▶ [Aufgaben]:
1 – Fasse den Absatz im Schreiben an den Generalstaatsanwalt, der mit „Der Erzbischof von Köln“ beginnt, in einem einzigen Satz kürzer zusammen und behalte dabei seine wesentlichen Fakten bei.
2 – Führe das Schreiben an den Generalstaatsanwalt im Anschluss an das zuletzt wiedergegebene Zitat weiter.

▶ [Quellenauszug]:
· · · · ·

Paul Spiegel gegen Kardinal Meisner

 

Leo Lennartz          53879 Euskirchen

Rechtsanwalt

 

Herrn Generalstaatsanwalt

oder Vertreter im Amt

Persönlich

Reichensperger Platz 1

50670 Köln

 

Strafrechtlich relevantes Verhalten des Herrn Paul Spiegel gegenüber Herrn Kardinal Meisner

 

Sehr geehrter Herr Generalstaatsanwalt,

 

Der Erzbischof von Köln, Joachim Kardinal Meisner, hat in einer Predigt in seiner Metropolitankirche, dem Dom zu Köln, zum Dreikönigsfest am 6. 1. 2005 in Ausübung seines priesterlichen Amtes und entsprechend der Lehre der katholischen Kirche darauf hingewiesen, daß der Mensch da, wo er sich nicht eingrenzen und relativieren lasse, das Leben verfehle.

 

Er nannte als Beispiele den biblischen Bericht vom Kindermord zu Bethlehem, die millionenfache Vernichtung von Menschen durch Hitler und Stalin und die millionenfache Tötung von ungeborenen Kindern «in unserer Zeit».

 

Herr Paul Spiegel, Vorsitzender des Zentralrates der Juden in Deutschland, hat diese Bemerkung des Herrn Kardinals nach Pressemeldungen in einem Interview mit der Saarbrücker Zeitung ‑ erschienen am 7. 1. 2005 ‑ nicht nur kritisiert, sondern darüber hinaus sinngemäß erklärt, Kardinal Meisner habe durch seine Äußerung Abtreibung und Sterbehilfe mit den Verbrechen des Naziregimes gleichgesetzt und damit die Opfer des Holocaust beleidigt

 

In der «Welt» vom 8. 1. 2005 wird Herr Spiegel wörtlich wie folgt zitiert:

 

«Was soll man von der Jugend erwarten, wenn ein katholischer Würdenträger auf diese Weise und ungestraft den millionenfachen Mord an Juden relativieren kann.»

 

Die «Welt» berichtet auch, Herr Spiegel habe weiter erklärt, bei allem Verständnis über die moralische Empörung Meisners über Abtreibungen sei «der direkte Vergleich mit dem systematischen und fabrikmäßigen Massenmord der Nazis unzulässig und in höchstem Maße empörend».

 

Die Welt schreibt weiter: «Spiegel forderte eine Distanzierung des Kardinals von seinen Worten: Personen des öffentlichen Lebens hätten aufgrund solcher Äußerungen schon von ihren Ämtern zurücktreten müssen.»

 

In der ARD‑Nachrichtensendung vom 7. 1. 2005 um 20.00 Uhr wurde Herr Spiegel im Bild mit etwa folgendem O‑Ton gesendet:

 

"Ich halte Herrn Kardinal Meisner für einen intelligenten und zwar so intelligent, daß er ‑ daß aufgrund der massiven, ... massiven Proteste jetzt einsieht, was er da falsch gemacht hat. Falls nicht, dann werden wir uns allerdings rechtliche Schritte überlegen."

· · · · ·

▶ [Gespeicherte Daten]:
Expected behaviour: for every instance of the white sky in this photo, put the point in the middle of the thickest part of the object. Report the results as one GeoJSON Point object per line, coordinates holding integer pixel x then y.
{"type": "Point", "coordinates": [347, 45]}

· · · · ·

▶ [Ergebnisse je Aufgabe]:
1 – Joachim Kardinal Meisner, Erzbischof von Köln, erklärte am 6. 1. 2005 in einer Predigt zum Dreikönigsfest im Kölner Dom in Ausübung seines priesterlichen Amtes und gemäß der katholischen Lehre, der Mensch verfehle das Leben, wo er sich nicht eingrenzen und relativieren lasse.

2 –
 

In einer Presseerklärung des Erzbistums Köln vom 8. 1. 2005 wird Kardinal Meisner wie folgt zitiert:

 

«Wenn ich geahnt hätte, daß mein Verweis auf Hitler mißverstanden hätte werden können, hätte ich seine Erwähnung unterlassen. Es tut mir leid, daß es dazu gekommen ist. In der Dokumentation meiner Predigt werde ich darum auch den Hinweis auf Hitler tilgen lassen.»

 

Ich halte es für notwendig, daß Sie das Verhalten des Herrn Spiegel gegenüber Kardinal Meisner unter strafrechtlichen Gesichtspunkten überprüfen.

 

Die Erklärung des Herrn Kardinals hat offensichtlich keinen strafbaren Inhalt. Es handelte sich um eine Predigt im Rahmen der ihm obliegenden Glaubensverkündung, in der er ausdrücklich den theologischen Charakter des angesprochenen Problems betonte. Das war auch für Herrn Spiegel klar. Schließlich liegt die Holocaust‑Babycaust-Entscheidung des BGH, die zu Art. 5 GG ergangen ist, schon mehr als vier Jahre zurück. (NJW 2000, 3421 ff.)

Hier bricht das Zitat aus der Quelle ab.